SUPPLIED RECORDS:
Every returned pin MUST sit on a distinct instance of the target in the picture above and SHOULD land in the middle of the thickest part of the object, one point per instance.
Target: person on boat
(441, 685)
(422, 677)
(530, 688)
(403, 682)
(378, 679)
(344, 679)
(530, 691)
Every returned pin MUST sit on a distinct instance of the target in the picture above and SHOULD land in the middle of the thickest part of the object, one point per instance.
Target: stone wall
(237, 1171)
--
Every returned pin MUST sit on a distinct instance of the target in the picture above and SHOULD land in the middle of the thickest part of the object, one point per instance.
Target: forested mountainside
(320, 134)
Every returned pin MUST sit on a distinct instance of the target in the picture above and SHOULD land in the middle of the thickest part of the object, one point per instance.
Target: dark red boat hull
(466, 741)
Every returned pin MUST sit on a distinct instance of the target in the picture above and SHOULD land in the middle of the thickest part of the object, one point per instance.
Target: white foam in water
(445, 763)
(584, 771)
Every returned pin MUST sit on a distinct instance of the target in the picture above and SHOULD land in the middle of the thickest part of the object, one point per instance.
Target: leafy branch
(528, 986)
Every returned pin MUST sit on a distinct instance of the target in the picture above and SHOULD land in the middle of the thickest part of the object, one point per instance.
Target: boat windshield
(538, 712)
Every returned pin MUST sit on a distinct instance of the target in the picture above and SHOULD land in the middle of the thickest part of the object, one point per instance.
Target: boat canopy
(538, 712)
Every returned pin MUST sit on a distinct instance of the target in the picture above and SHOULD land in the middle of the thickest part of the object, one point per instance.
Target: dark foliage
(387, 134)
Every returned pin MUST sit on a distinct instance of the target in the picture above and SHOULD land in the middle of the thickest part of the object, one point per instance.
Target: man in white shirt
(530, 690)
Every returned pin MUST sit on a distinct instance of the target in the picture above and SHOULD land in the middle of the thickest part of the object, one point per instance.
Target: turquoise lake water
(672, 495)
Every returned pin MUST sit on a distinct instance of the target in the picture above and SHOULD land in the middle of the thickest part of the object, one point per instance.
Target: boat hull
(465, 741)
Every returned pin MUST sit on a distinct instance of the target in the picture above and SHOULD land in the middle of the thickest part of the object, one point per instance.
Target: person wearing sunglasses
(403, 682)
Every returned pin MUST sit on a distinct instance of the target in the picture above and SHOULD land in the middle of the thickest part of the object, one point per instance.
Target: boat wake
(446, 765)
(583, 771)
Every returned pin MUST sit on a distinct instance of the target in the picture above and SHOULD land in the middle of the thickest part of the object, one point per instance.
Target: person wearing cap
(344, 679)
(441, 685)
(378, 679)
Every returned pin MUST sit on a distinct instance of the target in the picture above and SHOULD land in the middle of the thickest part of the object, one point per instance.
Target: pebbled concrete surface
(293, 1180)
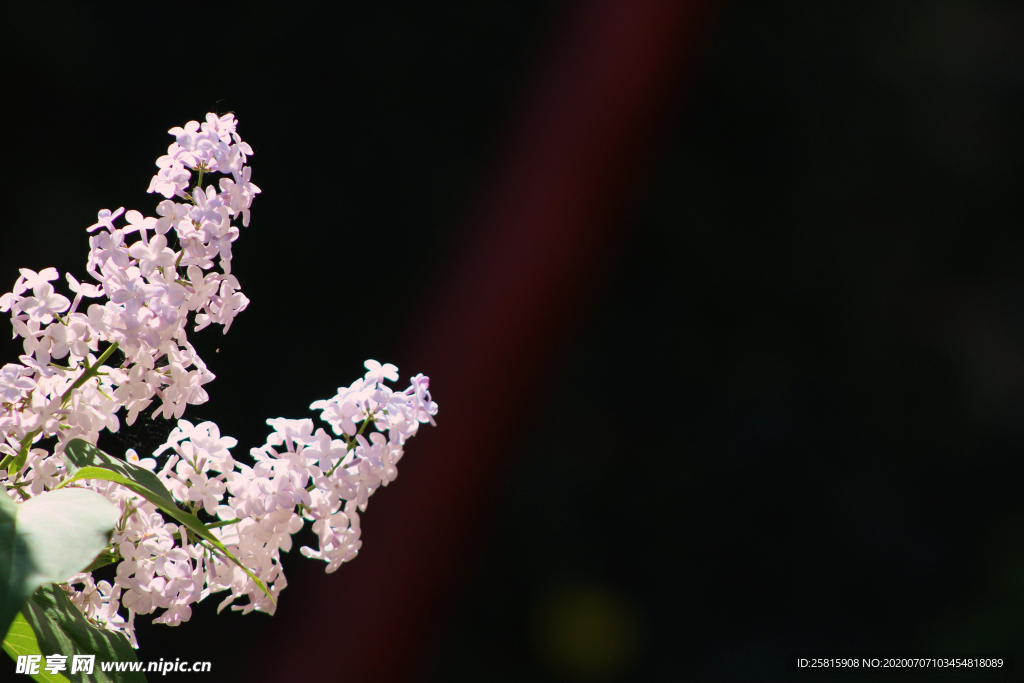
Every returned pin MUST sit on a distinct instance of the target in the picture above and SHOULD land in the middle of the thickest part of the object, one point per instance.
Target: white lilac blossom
* * *
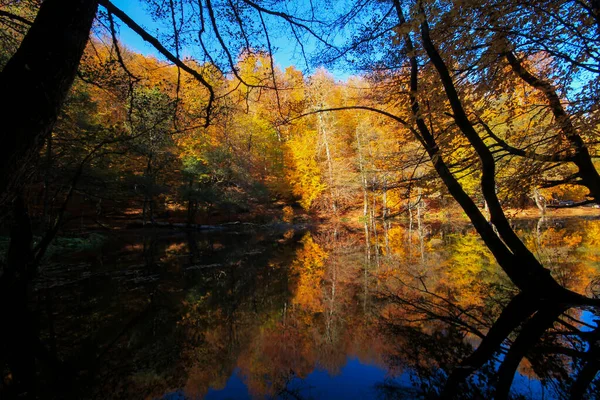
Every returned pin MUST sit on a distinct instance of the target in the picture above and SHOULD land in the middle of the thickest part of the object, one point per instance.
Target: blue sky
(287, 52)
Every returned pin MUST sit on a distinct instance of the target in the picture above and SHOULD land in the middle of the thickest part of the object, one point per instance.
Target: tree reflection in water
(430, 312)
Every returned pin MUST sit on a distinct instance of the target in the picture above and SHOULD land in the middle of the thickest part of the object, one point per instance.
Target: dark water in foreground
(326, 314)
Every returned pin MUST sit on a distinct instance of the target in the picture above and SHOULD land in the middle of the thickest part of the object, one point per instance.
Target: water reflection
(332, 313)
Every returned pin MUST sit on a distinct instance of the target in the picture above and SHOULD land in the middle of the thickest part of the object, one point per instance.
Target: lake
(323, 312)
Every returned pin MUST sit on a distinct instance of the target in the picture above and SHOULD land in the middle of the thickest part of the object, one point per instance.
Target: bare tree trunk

STATED PROBLEM: Which rows above contain the word "white", matching case exactly? Copy out each of those rows in full.

THE RESPONSE:
Target: white foam in water
Target: man in white shirt
Target: white lilac blossom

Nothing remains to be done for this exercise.